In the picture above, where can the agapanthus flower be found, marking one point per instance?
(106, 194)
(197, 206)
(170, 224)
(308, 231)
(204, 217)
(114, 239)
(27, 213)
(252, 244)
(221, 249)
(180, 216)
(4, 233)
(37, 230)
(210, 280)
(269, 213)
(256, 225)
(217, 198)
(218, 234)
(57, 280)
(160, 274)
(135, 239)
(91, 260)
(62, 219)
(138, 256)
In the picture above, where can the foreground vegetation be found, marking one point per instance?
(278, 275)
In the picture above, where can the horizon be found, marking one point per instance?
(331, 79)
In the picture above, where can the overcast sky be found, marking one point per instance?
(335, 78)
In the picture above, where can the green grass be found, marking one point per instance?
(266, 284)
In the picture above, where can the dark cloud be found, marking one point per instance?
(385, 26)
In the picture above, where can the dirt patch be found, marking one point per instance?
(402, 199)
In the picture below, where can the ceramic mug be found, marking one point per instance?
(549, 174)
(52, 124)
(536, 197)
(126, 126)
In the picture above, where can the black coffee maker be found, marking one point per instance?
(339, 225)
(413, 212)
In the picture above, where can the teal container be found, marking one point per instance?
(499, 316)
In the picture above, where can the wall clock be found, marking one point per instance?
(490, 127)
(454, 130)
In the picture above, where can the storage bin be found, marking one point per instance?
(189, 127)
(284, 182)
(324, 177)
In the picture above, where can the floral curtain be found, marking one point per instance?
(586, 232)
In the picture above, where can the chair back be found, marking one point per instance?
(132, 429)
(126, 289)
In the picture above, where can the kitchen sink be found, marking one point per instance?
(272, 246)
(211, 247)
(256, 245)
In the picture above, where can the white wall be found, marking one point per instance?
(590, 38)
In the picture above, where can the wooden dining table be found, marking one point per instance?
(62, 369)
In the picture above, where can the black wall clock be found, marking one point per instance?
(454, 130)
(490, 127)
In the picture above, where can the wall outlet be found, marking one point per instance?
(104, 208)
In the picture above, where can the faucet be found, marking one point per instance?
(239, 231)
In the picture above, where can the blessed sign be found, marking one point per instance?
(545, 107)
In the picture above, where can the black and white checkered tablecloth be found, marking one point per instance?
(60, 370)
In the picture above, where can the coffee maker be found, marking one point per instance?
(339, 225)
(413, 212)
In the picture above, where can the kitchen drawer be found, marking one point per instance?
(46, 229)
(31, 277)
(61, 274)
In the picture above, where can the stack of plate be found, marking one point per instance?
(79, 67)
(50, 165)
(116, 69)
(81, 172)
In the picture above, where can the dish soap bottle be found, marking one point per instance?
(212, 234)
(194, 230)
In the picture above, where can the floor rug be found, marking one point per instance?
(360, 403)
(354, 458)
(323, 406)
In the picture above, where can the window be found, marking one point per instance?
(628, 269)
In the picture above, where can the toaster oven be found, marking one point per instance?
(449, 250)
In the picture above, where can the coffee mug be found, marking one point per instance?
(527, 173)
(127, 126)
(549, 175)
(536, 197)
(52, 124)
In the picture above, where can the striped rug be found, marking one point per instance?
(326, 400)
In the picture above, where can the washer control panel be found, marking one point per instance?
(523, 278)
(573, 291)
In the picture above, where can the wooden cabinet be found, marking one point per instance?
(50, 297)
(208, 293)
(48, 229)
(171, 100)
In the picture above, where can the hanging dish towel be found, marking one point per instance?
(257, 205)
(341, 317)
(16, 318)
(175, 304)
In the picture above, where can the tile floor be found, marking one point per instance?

===

Task to carry out → Please retype each entry above exactly as it is written.

Exercise result →
In the picture above, where can the agapanthus flower be found, marking one point per instance?
(106, 194)
(197, 206)
(170, 224)
(308, 231)
(204, 217)
(114, 239)
(27, 213)
(252, 244)
(221, 249)
(180, 216)
(4, 233)
(37, 230)
(210, 280)
(269, 213)
(256, 225)
(217, 198)
(218, 234)
(57, 280)
(160, 274)
(135, 239)
(91, 260)
(62, 219)
(138, 256)
In the picture above, where can the foreground vegetation be found, marking one point per instance?
(278, 275)
In the picture above, where can the horizon be found, marking one point per instance?
(331, 79)
In the picture above, where can the overcast sky be found, marking one point per instance?
(335, 78)
In the picture above, where can the green grass be found, marking one point per instance?
(266, 284)
In the picture above, where can the dark cloud be found, marking one point per instance?
(385, 26)
In the picture above, where can the dirt patch be found, marking one point per instance?
(402, 199)
In the picture below, where can the ceramic mug be found, marking one point per instance?
(549, 174)
(52, 124)
(536, 197)
(126, 126)
In the picture above, where can the black coffee maker be found, marking one point per instance?
(339, 225)
(413, 212)
In the picture above, where can the teal container be found, marking one point per instance?
(499, 316)
In the picture above, where can the wall clock be found, marking one point per instance?
(490, 127)
(454, 130)
In the picture above, where can the storage bin be found, marking one point per instance?
(189, 127)
(284, 182)
(324, 177)
In the picture above, where can the floral curtain be found, marking one point per instance?
(586, 232)
In the picture above, where can the chair back be found, marking one point per instance?
(132, 429)
(126, 289)
In the picture above, where can the kitchen sink be found, marking one point per instance?
(272, 246)
(211, 247)
(256, 245)
In the picture above, where can the white wall be found, marking one point per instance?
(590, 38)
In the picture above, where can the wooden dining table be found, marking one point per instance?
(62, 369)
In the picture above, where can the black wall clock be found, marking one point per instance?
(454, 130)
(490, 127)
In the picture above, where can the wall outlet be found, marking one point per instance?
(104, 208)
In the picture above, where can the faucet be found, marking one point per instance?
(239, 231)
In the picture above, where can the blessed sign be found, marking one point per instance?
(545, 107)
In the picture above, where can the black and white checkered tablecloth be found, marking one point per instance?
(60, 370)
In the picture above, where can the coffee maker be found, marking one point per instance?
(339, 225)
(413, 212)
In the picture above, where can the kitchen drawer be found, marking one point per instance?
(46, 229)
(31, 277)
(61, 274)
In the picture above, where can the stack of plate be found, marking one point per instance?
(79, 67)
(50, 165)
(116, 69)
(81, 172)
In the picture above, where can the dish soap bottle be found, marking one point per instance?
(212, 234)
(194, 230)
In the picture above, where can the floor rug be found, marking one point per instance?
(360, 403)
(354, 458)
(323, 406)
In the picture above, where can the window be found, marking one point per instance?
(628, 269)
In the picture above, where can the toaster oven be found, marking one point per instance?
(449, 250)
In the picture above, where can the coffee mug be found, marking one point per instance?
(527, 173)
(127, 126)
(549, 175)
(536, 197)
(52, 124)
In the picture above, where can the striped rug be found, marking one point per instance?
(326, 400)
In the picture above, where can the washer control panel be found, marking one point per instance?
(523, 278)
(573, 291)
In the picture above, where can the wooden cabinet be found, marking one point per instance?
(50, 297)
(208, 293)
(48, 229)
(171, 100)
In the picture above, where can the hanging dish towel be found, marking one point per instance?
(257, 205)
(341, 317)
(16, 318)
(175, 304)
In the picture above, where can the tile floor be found, marking one point per instance?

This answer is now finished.